Supplied records Block Start

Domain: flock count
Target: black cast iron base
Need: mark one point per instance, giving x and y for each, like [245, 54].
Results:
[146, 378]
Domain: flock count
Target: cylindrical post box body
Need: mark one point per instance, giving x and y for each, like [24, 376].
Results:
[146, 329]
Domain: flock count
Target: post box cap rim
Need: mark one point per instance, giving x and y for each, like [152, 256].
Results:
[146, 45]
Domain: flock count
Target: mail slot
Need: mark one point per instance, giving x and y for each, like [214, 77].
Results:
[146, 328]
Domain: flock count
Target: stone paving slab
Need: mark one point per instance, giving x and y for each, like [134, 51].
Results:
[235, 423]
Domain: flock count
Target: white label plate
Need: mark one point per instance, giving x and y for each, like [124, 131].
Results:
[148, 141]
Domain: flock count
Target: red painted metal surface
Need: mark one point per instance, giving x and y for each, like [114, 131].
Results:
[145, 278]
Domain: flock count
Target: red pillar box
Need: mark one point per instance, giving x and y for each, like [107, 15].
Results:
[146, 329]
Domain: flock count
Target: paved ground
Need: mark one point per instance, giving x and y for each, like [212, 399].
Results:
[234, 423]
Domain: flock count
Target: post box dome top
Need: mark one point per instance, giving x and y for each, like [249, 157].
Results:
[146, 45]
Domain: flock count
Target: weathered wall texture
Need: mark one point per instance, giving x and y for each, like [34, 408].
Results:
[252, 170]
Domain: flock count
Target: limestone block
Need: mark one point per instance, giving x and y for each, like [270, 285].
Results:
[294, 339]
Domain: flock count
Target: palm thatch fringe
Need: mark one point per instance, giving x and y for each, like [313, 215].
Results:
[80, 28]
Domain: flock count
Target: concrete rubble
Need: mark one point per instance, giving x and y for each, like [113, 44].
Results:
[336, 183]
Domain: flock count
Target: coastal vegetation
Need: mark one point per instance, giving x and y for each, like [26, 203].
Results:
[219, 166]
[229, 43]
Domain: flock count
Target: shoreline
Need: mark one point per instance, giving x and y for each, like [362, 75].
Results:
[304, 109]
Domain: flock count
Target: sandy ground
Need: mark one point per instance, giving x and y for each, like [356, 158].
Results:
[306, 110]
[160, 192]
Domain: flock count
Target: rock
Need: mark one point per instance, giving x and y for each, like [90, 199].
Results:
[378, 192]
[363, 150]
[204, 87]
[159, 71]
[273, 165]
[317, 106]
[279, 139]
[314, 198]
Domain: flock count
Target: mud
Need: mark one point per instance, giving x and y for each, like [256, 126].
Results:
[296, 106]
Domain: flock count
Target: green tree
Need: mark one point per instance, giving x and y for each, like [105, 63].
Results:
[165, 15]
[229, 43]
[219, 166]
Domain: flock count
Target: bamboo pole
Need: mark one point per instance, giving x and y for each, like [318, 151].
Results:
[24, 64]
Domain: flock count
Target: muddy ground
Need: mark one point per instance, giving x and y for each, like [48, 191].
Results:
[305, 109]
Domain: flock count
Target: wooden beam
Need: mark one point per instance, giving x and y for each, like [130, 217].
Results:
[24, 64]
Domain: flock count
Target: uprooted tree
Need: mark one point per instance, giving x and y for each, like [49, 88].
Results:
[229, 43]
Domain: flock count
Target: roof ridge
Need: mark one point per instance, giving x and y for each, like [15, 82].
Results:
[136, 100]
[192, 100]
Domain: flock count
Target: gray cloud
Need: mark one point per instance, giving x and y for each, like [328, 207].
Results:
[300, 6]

Supplied records Block End

- Task to complete -
Check each line above for the word "post", and copy the lines where it appears.

- Written solution -
Target: cylindrical post box body
Target: post box cap rim
Target: post box dome top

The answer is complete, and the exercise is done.